## SET EXERCISE 1:
In the Redskins notes, how many of the team's 71 offensive snaps against the Broncos did Josh Morgan play?
## SET EXERCISE 2:
In the rows, take the part that opens with the line containing "Could you point at the reflecting" and closes with the line containing "<point>738,574</point>", and swap "wooden bench" for "park bench". Return only those lines, with nothing else altered.

## DOCUMENT TEXT:
Here is what you need to know on this Thursday, October 31, three days before the Washington Redskins host the San Diego Chargers.

Nickel coverage

Five notes and quotes from Redskins Park:

1. Wide receiver Josh Morgan played just 19 of the Redskins’ 71 offensive snaps against the Broncos. He’s a bit mystified as to why his role has been reduced so drastically this year. “Nobody's happy when they get a reduced role. Whatever they ask you to do you just do,” he said. “I am healthy. I'm definitely healthier, I feel good, my body feels good. I don't ask no questions I just go out there and try to win games.”

2. Linebacker Rob Jackson may find himself covering Chargers tight end Antonio Gates, who is having one of the best seasons of his 11-year career. If there are any great secrets to doing so, Jackson wasn’t talking about them. “I don't think you can stop him, you just have to kind of limit him,” said Jackson. “No touchdowns, obviously. If he does make the catch battle to the ball, get him down, tackle him, no yards after the catch, things like that.”

## RECORDS TO USE:
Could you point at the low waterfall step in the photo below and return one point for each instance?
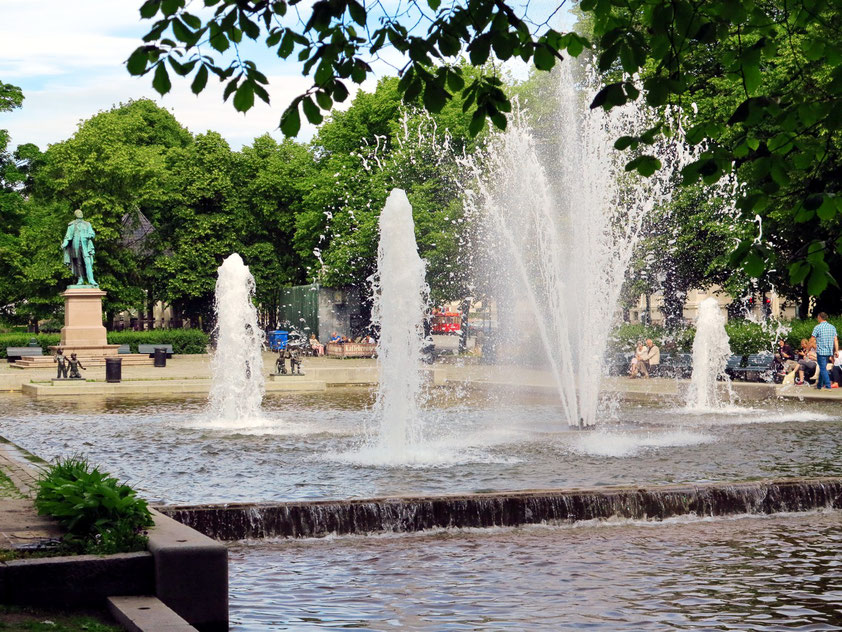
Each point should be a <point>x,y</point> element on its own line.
<point>405,514</point>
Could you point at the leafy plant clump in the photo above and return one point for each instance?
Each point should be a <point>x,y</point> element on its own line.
<point>100,514</point>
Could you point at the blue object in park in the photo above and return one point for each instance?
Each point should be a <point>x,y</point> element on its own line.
<point>277,339</point>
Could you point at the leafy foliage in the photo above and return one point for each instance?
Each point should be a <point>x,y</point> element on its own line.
<point>99,514</point>
<point>764,82</point>
<point>336,44</point>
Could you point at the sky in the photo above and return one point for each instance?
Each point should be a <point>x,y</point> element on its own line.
<point>69,56</point>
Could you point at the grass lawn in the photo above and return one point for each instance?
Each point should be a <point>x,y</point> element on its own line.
<point>22,619</point>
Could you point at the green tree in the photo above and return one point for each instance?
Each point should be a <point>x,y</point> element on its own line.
<point>336,42</point>
<point>114,167</point>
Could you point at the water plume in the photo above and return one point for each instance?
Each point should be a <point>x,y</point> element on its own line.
<point>237,382</point>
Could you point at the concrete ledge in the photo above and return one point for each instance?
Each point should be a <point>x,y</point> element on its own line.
<point>146,614</point>
<point>404,514</point>
<point>191,573</point>
<point>75,581</point>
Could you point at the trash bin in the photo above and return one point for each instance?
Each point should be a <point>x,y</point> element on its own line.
<point>160,356</point>
<point>113,369</point>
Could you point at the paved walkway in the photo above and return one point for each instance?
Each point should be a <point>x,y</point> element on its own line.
<point>21,528</point>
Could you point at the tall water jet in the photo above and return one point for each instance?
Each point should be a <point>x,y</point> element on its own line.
<point>567,217</point>
<point>237,383</point>
<point>400,302</point>
<point>710,356</point>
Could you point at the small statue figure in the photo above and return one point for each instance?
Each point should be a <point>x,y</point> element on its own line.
<point>280,363</point>
<point>78,246</point>
<point>62,364</point>
<point>75,365</point>
<point>294,355</point>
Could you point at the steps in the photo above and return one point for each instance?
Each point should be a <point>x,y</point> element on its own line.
<point>46,362</point>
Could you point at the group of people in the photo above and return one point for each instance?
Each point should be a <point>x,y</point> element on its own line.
<point>366,339</point>
<point>818,358</point>
<point>646,358</point>
<point>67,368</point>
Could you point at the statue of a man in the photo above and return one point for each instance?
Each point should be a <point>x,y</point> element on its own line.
<point>78,246</point>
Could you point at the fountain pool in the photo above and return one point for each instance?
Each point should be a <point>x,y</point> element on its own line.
<point>778,573</point>
<point>307,446</point>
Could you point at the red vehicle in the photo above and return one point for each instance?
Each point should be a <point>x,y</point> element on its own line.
<point>447,323</point>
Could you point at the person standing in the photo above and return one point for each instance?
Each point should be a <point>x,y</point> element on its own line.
<point>78,246</point>
<point>827,343</point>
<point>651,358</point>
<point>62,364</point>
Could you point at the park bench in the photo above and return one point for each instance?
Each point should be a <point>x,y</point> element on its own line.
<point>760,367</point>
<point>676,365</point>
<point>150,349</point>
<point>351,349</point>
<point>16,353</point>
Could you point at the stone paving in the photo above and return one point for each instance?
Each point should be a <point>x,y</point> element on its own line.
<point>21,528</point>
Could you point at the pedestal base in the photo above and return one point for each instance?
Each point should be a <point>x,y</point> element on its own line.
<point>83,332</point>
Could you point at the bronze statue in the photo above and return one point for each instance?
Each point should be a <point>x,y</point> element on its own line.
<point>75,365</point>
<point>78,246</point>
<point>62,364</point>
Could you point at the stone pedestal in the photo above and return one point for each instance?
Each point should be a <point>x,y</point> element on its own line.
<point>83,332</point>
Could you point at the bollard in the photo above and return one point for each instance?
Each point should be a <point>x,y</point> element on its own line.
<point>113,369</point>
<point>160,356</point>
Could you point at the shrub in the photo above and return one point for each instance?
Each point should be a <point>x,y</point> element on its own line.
<point>99,514</point>
<point>182,340</point>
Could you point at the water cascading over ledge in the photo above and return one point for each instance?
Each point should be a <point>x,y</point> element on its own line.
<point>506,509</point>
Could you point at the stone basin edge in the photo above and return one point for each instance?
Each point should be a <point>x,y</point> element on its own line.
<point>410,513</point>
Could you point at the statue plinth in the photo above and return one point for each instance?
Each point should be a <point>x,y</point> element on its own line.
<point>83,332</point>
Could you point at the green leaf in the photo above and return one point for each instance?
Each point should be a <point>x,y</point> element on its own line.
<point>244,97</point>
<point>543,57</point>
<point>624,142</point>
<point>149,8</point>
<point>161,80</point>
<point>311,111</point>
<point>200,80</point>
<point>754,264</point>
<point>477,122</point>
<point>357,12</point>
<point>291,121</point>
<point>136,63</point>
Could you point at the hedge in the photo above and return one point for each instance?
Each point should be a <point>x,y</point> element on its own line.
<point>182,340</point>
<point>745,337</point>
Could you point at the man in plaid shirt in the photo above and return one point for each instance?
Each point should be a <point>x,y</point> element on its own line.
<point>827,343</point>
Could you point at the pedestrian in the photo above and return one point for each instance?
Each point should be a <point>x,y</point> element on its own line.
<point>827,343</point>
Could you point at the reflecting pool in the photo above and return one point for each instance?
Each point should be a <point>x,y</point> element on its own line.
<point>780,573</point>
<point>311,446</point>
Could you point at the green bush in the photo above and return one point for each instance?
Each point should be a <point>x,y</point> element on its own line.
<point>22,340</point>
<point>182,340</point>
<point>99,514</point>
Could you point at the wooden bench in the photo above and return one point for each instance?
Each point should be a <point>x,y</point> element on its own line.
<point>16,353</point>
<point>150,349</point>
<point>351,349</point>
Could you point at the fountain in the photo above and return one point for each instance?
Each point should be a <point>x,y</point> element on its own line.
<point>237,382</point>
<point>400,301</point>
<point>710,355</point>
<point>567,237</point>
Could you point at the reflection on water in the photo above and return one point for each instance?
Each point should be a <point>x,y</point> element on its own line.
<point>739,574</point>
<point>307,445</point>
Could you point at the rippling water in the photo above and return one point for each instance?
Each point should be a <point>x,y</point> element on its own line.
<point>308,446</point>
<point>738,574</point>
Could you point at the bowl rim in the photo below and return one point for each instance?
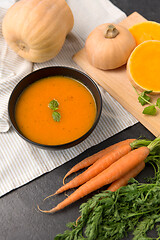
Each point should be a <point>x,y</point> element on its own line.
<point>68,144</point>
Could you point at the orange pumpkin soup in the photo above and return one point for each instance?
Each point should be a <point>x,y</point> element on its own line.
<point>77,108</point>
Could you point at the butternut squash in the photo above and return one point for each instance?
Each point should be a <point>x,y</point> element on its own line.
<point>143,67</point>
<point>36,29</point>
<point>108,46</point>
<point>145,31</point>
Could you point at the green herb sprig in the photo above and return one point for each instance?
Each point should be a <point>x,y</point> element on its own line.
<point>143,98</point>
<point>54,105</point>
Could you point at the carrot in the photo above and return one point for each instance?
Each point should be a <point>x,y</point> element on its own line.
<point>123,181</point>
<point>112,173</point>
<point>92,159</point>
<point>101,164</point>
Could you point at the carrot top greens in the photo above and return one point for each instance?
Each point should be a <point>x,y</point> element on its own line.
<point>113,215</point>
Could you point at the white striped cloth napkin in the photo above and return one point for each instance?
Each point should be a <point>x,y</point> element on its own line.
<point>19,161</point>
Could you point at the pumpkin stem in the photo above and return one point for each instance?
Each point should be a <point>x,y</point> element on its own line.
<point>111,31</point>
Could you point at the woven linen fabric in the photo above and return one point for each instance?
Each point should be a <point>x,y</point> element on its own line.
<point>21,162</point>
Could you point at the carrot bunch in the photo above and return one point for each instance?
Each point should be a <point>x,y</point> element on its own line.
<point>114,165</point>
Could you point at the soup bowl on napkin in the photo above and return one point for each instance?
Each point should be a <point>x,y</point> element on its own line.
<point>55,107</point>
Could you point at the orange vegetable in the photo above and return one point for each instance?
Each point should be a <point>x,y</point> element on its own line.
<point>123,181</point>
<point>101,164</point>
<point>112,173</point>
<point>145,31</point>
<point>143,66</point>
<point>92,159</point>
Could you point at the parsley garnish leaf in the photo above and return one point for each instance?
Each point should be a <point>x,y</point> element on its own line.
<point>56,116</point>
<point>54,105</point>
<point>144,98</point>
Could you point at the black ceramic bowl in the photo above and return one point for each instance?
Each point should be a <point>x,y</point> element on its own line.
<point>47,72</point>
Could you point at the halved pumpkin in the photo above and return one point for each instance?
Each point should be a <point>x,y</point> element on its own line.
<point>143,66</point>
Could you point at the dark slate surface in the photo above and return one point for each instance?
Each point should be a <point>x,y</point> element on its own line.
<point>19,218</point>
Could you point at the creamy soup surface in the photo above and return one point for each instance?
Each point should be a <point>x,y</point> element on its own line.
<point>76,106</point>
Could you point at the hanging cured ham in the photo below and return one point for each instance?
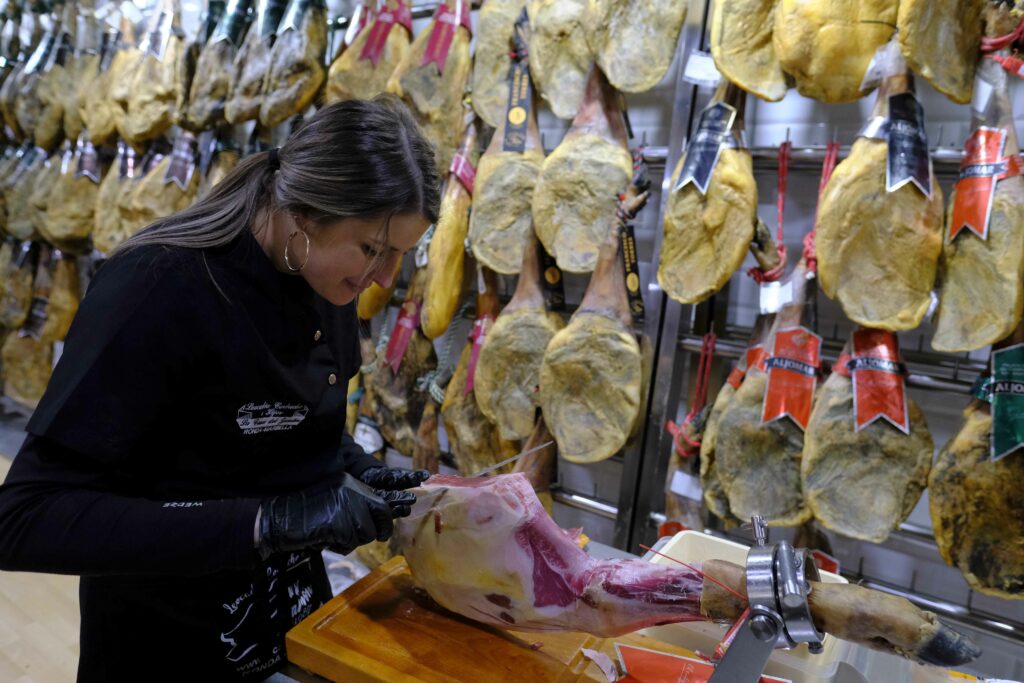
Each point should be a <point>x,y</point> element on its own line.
<point>252,63</point>
<point>863,480</point>
<point>153,96</point>
<point>940,40</point>
<point>395,404</point>
<point>486,549</point>
<point>432,77</point>
<point>826,45</point>
<point>574,198</point>
<point>560,56</point>
<point>508,374</point>
<point>215,66</point>
<point>446,251</point>
<point>492,60</point>
<point>879,247</point>
<point>974,491</point>
<point>742,46</point>
<point>757,462</point>
<point>634,41</point>
<point>363,70</point>
<point>708,233</point>
<point>592,373</point>
<point>502,221</point>
<point>296,70</point>
<point>982,278</point>
<point>101,113</point>
<point>714,493</point>
<point>474,439</point>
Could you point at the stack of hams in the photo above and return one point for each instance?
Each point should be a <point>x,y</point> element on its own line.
<point>974,491</point>
<point>364,68</point>
<point>432,77</point>
<point>711,218</point>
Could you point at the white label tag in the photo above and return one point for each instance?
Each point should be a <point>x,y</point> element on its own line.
<point>368,435</point>
<point>686,485</point>
<point>774,296</point>
<point>700,70</point>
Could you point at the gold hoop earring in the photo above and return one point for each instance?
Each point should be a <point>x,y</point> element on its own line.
<point>288,261</point>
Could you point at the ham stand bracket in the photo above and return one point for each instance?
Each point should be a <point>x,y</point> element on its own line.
<point>778,615</point>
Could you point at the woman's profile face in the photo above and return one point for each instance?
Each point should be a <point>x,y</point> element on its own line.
<point>347,256</point>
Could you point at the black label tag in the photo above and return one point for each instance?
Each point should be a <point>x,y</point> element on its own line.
<point>182,165</point>
<point>26,255</point>
<point>126,161</point>
<point>551,276</point>
<point>908,160</point>
<point>37,318</point>
<point>88,161</point>
<point>632,272</point>
<point>705,148</point>
<point>517,112</point>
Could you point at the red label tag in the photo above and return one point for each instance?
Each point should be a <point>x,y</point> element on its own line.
<point>756,356</point>
<point>736,377</point>
<point>878,380</point>
<point>982,168</point>
<point>824,561</point>
<point>463,169</point>
<point>446,22</point>
<point>480,328</point>
<point>644,666</point>
<point>373,49</point>
<point>404,327</point>
<point>792,376</point>
<point>842,366</point>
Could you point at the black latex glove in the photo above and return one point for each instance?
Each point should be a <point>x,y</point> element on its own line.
<point>393,478</point>
<point>343,517</point>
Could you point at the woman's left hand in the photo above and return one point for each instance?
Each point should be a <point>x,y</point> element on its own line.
<point>393,478</point>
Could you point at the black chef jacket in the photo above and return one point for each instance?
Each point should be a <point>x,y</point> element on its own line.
<point>194,383</point>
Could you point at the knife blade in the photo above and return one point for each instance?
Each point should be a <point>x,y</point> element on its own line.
<point>498,466</point>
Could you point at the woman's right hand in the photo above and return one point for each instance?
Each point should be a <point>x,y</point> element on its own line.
<point>342,517</point>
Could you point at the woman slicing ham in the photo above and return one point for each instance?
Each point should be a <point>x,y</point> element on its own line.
<point>188,459</point>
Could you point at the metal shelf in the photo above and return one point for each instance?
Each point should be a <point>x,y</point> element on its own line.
<point>929,371</point>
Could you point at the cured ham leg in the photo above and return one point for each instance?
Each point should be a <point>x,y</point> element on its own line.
<point>508,374</point>
<point>474,439</point>
<point>855,613</point>
<point>592,373</point>
<point>485,549</point>
<point>574,198</point>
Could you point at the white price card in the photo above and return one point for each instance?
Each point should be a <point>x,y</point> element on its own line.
<point>700,70</point>
<point>686,485</point>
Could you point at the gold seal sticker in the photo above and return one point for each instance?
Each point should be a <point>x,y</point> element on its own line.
<point>517,116</point>
<point>633,282</point>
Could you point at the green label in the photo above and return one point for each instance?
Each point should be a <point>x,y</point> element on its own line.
<point>1008,400</point>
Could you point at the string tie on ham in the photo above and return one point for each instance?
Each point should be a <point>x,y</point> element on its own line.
<point>757,273</point>
<point>999,42</point>
<point>685,435</point>
<point>810,249</point>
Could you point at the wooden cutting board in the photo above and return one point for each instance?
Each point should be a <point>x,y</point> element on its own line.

## CORRECT OUTPUT 1:
19

## CORRECT OUTPUT 2:
Could you point at the reflecting pool in the photo above and return one point for each instance?
Each point should be a <point>x,y</point> element on its own line.
<point>780,573</point>
<point>311,446</point>
Could you point at the green bush in the photo above and return one point for each instance?
Each point should be a <point>x,y</point> element on its own line.
<point>22,340</point>
<point>182,340</point>
<point>99,514</point>
Could you point at the park bench in the photo above and return one point for each instance?
Each point should be a <point>x,y</point> element on its own line.
<point>16,353</point>
<point>150,349</point>
<point>351,349</point>
Could you point at the fountain in the photo above and return one point for each instance?
Each point should be a <point>x,y</point> element on its own line.
<point>237,382</point>
<point>400,301</point>
<point>710,355</point>
<point>567,237</point>
Could you point at the reflection on water in the photo above and return one point for each instance?
Each point should be a <point>x,y</point> element on its own line.
<point>739,574</point>
<point>307,445</point>
Could you point at the rippling water in the photo above and return one point for each instance?
Each point should be a <point>x,y</point> element on its own line.
<point>308,446</point>
<point>738,574</point>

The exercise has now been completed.